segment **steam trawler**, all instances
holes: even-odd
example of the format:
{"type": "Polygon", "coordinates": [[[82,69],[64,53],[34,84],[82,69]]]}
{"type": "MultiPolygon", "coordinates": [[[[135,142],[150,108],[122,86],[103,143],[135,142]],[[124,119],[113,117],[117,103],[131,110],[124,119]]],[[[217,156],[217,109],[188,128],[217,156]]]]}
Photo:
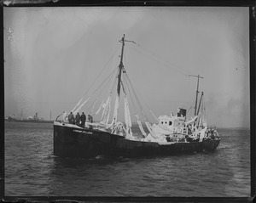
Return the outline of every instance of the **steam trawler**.
{"type": "MultiPolygon", "coordinates": [[[[151,111],[158,121],[158,123],[151,124],[123,64],[125,43],[134,42],[125,40],[125,35],[119,42],[122,44],[120,61],[112,74],[114,82],[107,99],[102,101],[97,110],[94,110],[98,99],[84,96],[71,110],[75,115],[91,99],[93,104],[89,108],[90,112],[94,116],[102,115],[99,121],[86,121],[84,127],[71,124],[64,111],[62,120],[58,120],[61,114],[54,122],[54,155],[84,158],[99,155],[141,157],[214,151],[219,144],[220,138],[216,127],[207,126],[205,120],[203,92],[199,92],[199,79],[202,77],[191,76],[197,77],[193,117],[188,119],[187,110],[183,108],[179,108],[176,115],[171,113],[170,116],[160,116],[158,118],[151,111]],[[121,98],[124,122],[119,121],[119,116],[121,98]],[[130,109],[134,111],[136,125],[131,122],[130,109]],[[142,124],[142,120],[144,124],[142,124]],[[140,133],[135,133],[133,129],[140,133]]],[[[104,83],[101,86],[107,87],[104,83]]]]}

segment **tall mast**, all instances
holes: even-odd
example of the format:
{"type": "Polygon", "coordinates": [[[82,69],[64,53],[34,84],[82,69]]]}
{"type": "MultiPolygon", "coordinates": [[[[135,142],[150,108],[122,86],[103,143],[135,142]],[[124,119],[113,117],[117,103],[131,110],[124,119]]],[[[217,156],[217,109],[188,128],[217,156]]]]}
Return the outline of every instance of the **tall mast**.
{"type": "Polygon", "coordinates": [[[121,74],[122,74],[122,69],[124,67],[124,65],[123,65],[123,56],[124,56],[124,48],[125,48],[125,35],[122,37],[122,39],[120,40],[120,42],[122,42],[122,52],[121,52],[120,64],[119,65],[119,76],[118,76],[118,87],[117,87],[117,92],[118,92],[119,97],[120,96],[121,74]]]}
{"type": "Polygon", "coordinates": [[[198,88],[199,88],[199,78],[203,78],[202,76],[201,76],[200,75],[198,76],[193,76],[193,75],[189,75],[189,76],[195,76],[197,77],[197,87],[196,87],[196,97],[195,97],[195,116],[196,116],[196,109],[197,109],[197,98],[198,98],[198,93],[199,93],[199,91],[198,91],[198,88]]]}
{"type": "Polygon", "coordinates": [[[121,76],[122,76],[122,70],[124,70],[124,64],[123,64],[123,57],[124,57],[124,48],[125,48],[125,42],[130,42],[136,44],[133,41],[128,41],[125,40],[125,35],[122,37],[122,39],[119,41],[122,43],[122,51],[121,51],[121,56],[120,56],[120,63],[119,65],[119,71],[118,75],[118,84],[117,84],[117,97],[115,99],[115,104],[114,104],[114,110],[113,110],[113,124],[114,125],[117,121],[118,117],[118,111],[119,111],[119,98],[120,98],[120,90],[121,90],[121,76]]]}

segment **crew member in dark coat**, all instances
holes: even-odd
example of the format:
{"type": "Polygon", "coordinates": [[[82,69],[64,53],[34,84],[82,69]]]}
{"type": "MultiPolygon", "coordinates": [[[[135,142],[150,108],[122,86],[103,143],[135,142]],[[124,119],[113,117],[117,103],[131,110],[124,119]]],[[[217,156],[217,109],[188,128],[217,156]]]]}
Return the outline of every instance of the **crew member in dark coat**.
{"type": "Polygon", "coordinates": [[[68,115],[68,123],[73,124],[73,115],[72,112],[70,112],[70,114],[68,115]]]}
{"type": "Polygon", "coordinates": [[[85,114],[83,112],[82,115],[81,115],[81,125],[82,125],[82,127],[84,128],[84,123],[86,121],[86,116],[85,114]]]}
{"type": "MultiPolygon", "coordinates": [[[[93,122],[93,118],[90,115],[88,115],[89,122],[93,122]]],[[[90,126],[90,129],[92,129],[92,126],[90,126]]]]}
{"type": "Polygon", "coordinates": [[[79,126],[79,124],[80,124],[80,118],[81,118],[81,116],[79,115],[79,112],[78,112],[76,115],[76,125],[77,126],[79,126]]]}

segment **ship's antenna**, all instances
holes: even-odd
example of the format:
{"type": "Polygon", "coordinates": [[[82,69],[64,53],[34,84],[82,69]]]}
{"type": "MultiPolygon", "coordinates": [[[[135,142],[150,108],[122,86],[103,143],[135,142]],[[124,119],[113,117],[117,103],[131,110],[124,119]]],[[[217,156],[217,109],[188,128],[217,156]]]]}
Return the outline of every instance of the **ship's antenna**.
{"type": "Polygon", "coordinates": [[[199,78],[202,79],[203,77],[201,76],[200,75],[198,76],[194,76],[194,75],[189,75],[189,76],[195,76],[197,77],[197,88],[196,88],[196,97],[195,97],[195,116],[196,116],[196,108],[197,108],[197,97],[198,97],[198,88],[199,88],[199,78]]]}

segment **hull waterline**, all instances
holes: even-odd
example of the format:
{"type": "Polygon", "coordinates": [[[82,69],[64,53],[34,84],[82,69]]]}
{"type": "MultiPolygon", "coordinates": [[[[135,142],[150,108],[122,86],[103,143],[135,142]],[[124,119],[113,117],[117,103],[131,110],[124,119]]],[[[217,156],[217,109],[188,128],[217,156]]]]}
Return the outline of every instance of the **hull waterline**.
{"type": "Polygon", "coordinates": [[[126,139],[123,136],[97,129],[84,129],[65,123],[54,125],[54,155],[61,157],[142,157],[194,154],[214,151],[219,142],[219,138],[202,142],[144,142],[126,139]]]}

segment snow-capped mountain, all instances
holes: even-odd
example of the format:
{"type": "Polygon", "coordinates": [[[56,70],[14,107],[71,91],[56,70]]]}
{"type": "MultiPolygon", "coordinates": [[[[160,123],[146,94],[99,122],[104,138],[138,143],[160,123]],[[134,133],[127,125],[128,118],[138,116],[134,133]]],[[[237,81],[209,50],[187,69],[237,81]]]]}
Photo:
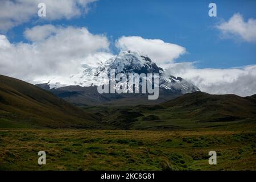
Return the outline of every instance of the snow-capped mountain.
{"type": "MultiPolygon", "coordinates": [[[[115,70],[115,74],[124,73],[127,76],[129,73],[144,73],[146,75],[158,73],[159,98],[155,101],[155,104],[185,93],[200,91],[196,86],[182,78],[166,73],[148,56],[131,51],[121,52],[118,55],[101,63],[97,67],[84,64],[77,74],[65,78],[53,78],[47,84],[41,83],[37,85],[77,105],[101,104],[127,98],[129,101],[134,100],[133,104],[138,104],[138,100],[140,100],[141,103],[142,101],[147,100],[142,100],[144,94],[98,93],[96,86],[109,83],[112,69],[115,70]]],[[[145,104],[147,104],[147,102],[145,104]]]]}
{"type": "MultiPolygon", "coordinates": [[[[174,93],[185,94],[199,89],[191,82],[181,77],[176,77],[164,72],[158,67],[150,57],[140,55],[138,52],[122,51],[118,55],[101,63],[96,68],[90,67],[88,65],[82,65],[80,71],[76,75],[71,75],[67,78],[71,85],[91,86],[108,84],[111,69],[115,69],[115,73],[159,73],[159,87],[174,93]]],[[[66,81],[66,80],[65,80],[66,81]]],[[[60,81],[49,82],[51,88],[67,86],[60,81]]]]}

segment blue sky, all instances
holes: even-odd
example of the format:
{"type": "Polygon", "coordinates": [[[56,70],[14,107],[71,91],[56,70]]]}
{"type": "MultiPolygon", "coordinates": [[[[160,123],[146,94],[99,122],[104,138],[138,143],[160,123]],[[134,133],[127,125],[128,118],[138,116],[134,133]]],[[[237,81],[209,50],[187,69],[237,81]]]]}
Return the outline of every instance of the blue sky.
{"type": "Polygon", "coordinates": [[[214,1],[217,16],[208,16],[212,1],[101,0],[89,13],[69,20],[33,19],[7,32],[11,42],[27,40],[26,28],[46,23],[85,27],[92,34],[105,34],[113,44],[122,36],[159,39],[184,47],[187,53],[176,62],[197,61],[198,68],[226,68],[256,63],[256,43],[223,39],[214,26],[236,13],[245,19],[256,18],[255,1],[214,1]]]}
{"type": "Polygon", "coordinates": [[[128,49],[202,91],[255,94],[256,1],[0,1],[1,75],[70,85],[81,64],[128,49]]]}

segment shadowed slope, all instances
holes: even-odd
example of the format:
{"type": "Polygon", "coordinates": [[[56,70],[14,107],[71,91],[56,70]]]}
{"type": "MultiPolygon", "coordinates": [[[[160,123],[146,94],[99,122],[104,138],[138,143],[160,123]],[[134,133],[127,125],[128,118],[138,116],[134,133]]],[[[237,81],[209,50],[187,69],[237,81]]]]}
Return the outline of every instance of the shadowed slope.
{"type": "Polygon", "coordinates": [[[0,76],[0,127],[95,127],[93,116],[36,86],[0,76]]]}

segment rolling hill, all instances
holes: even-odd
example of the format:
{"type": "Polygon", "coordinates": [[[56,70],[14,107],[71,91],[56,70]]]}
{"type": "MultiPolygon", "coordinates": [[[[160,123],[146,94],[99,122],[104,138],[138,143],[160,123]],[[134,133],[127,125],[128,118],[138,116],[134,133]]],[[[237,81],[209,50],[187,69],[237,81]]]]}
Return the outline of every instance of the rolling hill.
{"type": "Polygon", "coordinates": [[[0,75],[0,127],[101,127],[93,115],[52,93],[0,75]]]}
{"type": "Polygon", "coordinates": [[[219,127],[237,130],[256,124],[255,96],[196,92],[155,105],[84,107],[98,119],[126,129],[180,130],[219,127]]]}

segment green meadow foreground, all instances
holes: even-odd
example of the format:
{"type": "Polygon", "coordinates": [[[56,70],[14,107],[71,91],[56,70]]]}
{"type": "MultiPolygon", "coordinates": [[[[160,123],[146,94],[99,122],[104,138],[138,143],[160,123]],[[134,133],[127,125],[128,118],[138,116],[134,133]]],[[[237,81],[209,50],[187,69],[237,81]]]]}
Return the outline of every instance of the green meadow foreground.
{"type": "Polygon", "coordinates": [[[255,170],[255,141],[254,129],[0,129],[0,170],[255,170]]]}

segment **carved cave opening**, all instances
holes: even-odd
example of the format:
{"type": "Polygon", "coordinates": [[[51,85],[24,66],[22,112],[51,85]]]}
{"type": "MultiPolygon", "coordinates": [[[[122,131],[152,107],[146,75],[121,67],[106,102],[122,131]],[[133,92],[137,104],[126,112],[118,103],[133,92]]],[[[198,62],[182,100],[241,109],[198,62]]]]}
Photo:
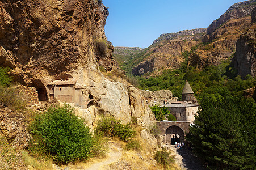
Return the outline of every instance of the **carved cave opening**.
{"type": "Polygon", "coordinates": [[[178,126],[171,126],[165,131],[166,142],[169,144],[175,144],[175,142],[184,142],[184,136],[183,130],[178,126]]]}
{"type": "Polygon", "coordinates": [[[38,100],[41,101],[47,101],[48,100],[47,92],[46,91],[46,88],[44,86],[42,82],[40,80],[35,81],[32,86],[36,88],[36,90],[38,93],[38,100]]]}
{"type": "Polygon", "coordinates": [[[89,108],[90,106],[92,105],[94,105],[95,106],[96,108],[99,107],[99,104],[98,103],[98,102],[96,100],[93,100],[90,101],[89,101],[89,103],[88,103],[88,104],[87,105],[87,108],[89,108]]]}

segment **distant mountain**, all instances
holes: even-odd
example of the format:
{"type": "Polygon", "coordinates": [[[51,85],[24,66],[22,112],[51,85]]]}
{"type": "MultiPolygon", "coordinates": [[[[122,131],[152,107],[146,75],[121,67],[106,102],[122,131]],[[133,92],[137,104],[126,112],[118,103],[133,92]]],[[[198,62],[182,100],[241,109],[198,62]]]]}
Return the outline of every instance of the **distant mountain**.
{"type": "Polygon", "coordinates": [[[247,1],[232,5],[207,28],[202,39],[203,45],[188,59],[188,65],[203,68],[217,65],[230,59],[236,49],[237,40],[251,27],[251,13],[256,1],[247,1]]]}

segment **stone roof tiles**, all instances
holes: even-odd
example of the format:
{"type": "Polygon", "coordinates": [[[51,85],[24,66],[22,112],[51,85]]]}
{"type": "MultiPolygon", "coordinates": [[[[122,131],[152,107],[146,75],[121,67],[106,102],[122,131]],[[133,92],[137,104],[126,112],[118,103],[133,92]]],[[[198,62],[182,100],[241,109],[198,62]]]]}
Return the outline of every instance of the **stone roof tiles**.
{"type": "Polygon", "coordinates": [[[48,84],[47,85],[75,85],[77,83],[77,80],[57,80],[52,82],[48,84]]]}

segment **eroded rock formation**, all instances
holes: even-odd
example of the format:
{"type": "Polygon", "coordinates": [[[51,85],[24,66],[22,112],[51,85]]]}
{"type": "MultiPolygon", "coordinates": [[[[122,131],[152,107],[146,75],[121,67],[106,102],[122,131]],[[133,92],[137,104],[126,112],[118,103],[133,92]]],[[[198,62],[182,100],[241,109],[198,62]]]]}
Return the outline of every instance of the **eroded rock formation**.
{"type": "Polygon", "coordinates": [[[99,71],[99,66],[111,71],[116,65],[104,34],[108,11],[100,1],[6,0],[0,7],[0,66],[12,69],[16,81],[35,87],[44,100],[49,99],[49,83],[76,80],[99,103],[98,109],[77,111],[89,126],[99,114],[124,123],[136,115],[149,135],[147,125],[155,120],[145,99],[99,71]]]}
{"type": "Polygon", "coordinates": [[[205,28],[199,28],[161,35],[143,55],[144,61],[132,69],[132,74],[141,76],[161,70],[178,69],[185,61],[182,53],[199,44],[205,32],[205,28]]]}
{"type": "Polygon", "coordinates": [[[256,1],[246,1],[232,5],[207,28],[202,39],[204,43],[188,58],[188,65],[199,69],[230,59],[236,49],[237,40],[253,24],[251,17],[256,1]]]}
{"type": "Polygon", "coordinates": [[[237,40],[232,62],[242,79],[247,75],[256,75],[256,26],[250,28],[237,40]]]}

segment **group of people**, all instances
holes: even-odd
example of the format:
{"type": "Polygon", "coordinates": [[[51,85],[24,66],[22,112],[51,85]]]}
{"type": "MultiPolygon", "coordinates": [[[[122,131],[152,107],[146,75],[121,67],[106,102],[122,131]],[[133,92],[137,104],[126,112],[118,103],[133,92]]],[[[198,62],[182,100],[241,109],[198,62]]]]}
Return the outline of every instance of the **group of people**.
{"type": "Polygon", "coordinates": [[[175,142],[175,145],[177,146],[178,148],[184,148],[184,142],[182,142],[182,143],[175,142]]]}

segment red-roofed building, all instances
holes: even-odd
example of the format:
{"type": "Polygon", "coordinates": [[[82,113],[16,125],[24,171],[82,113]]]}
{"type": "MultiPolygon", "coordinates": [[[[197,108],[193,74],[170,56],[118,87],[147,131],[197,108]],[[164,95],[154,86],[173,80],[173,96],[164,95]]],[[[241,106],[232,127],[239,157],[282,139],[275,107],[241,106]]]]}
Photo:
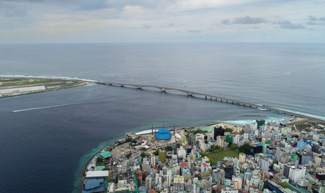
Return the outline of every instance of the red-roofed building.
{"type": "Polygon", "coordinates": [[[205,163],[203,163],[201,164],[201,172],[204,172],[209,170],[209,166],[205,163]]]}

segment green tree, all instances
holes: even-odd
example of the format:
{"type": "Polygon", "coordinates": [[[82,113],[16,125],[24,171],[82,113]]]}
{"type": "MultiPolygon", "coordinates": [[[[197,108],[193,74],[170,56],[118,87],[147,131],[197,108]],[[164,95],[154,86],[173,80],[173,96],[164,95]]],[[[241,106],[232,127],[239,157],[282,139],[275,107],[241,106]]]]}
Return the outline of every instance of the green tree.
{"type": "Polygon", "coordinates": [[[232,129],[230,128],[228,128],[228,127],[225,129],[225,132],[232,132],[232,131],[233,131],[232,129]]]}
{"type": "Polygon", "coordinates": [[[194,175],[195,178],[198,178],[199,180],[201,180],[201,176],[200,176],[199,174],[195,174],[194,175]]]}
{"type": "Polygon", "coordinates": [[[173,147],[172,147],[171,146],[166,146],[166,147],[165,147],[165,149],[167,151],[171,151],[173,150],[173,147]]]}
{"type": "Polygon", "coordinates": [[[100,157],[97,157],[97,158],[96,160],[96,162],[97,163],[102,163],[103,162],[103,160],[104,159],[100,157]]]}
{"type": "Polygon", "coordinates": [[[280,186],[282,187],[282,188],[284,189],[289,188],[289,185],[288,185],[288,184],[286,183],[285,182],[281,182],[281,183],[280,183],[280,186]]]}
{"type": "Polygon", "coordinates": [[[230,145],[230,148],[231,148],[233,149],[236,148],[237,148],[237,145],[235,144],[233,144],[230,145]]]}
{"type": "Polygon", "coordinates": [[[251,145],[250,145],[249,144],[244,144],[238,148],[238,150],[239,150],[239,152],[249,154],[250,154],[250,151],[251,150],[251,145]]]}
{"type": "Polygon", "coordinates": [[[131,142],[131,141],[132,141],[132,140],[131,139],[131,138],[128,138],[126,140],[125,140],[125,142],[127,142],[127,143],[131,142]]]}
{"type": "Polygon", "coordinates": [[[125,155],[125,157],[129,159],[130,157],[131,157],[131,155],[132,155],[132,152],[130,152],[130,153],[128,153],[126,155],[125,155]]]}
{"type": "Polygon", "coordinates": [[[211,145],[211,148],[210,149],[210,151],[213,152],[217,150],[217,146],[215,145],[211,145]]]}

* * * *

_Written task_: Identify every line above that contains the word "slope" and copy each one.

_Expected output_:
segment shadowed slope, all instances
Return the outline of every instance of the shadowed slope.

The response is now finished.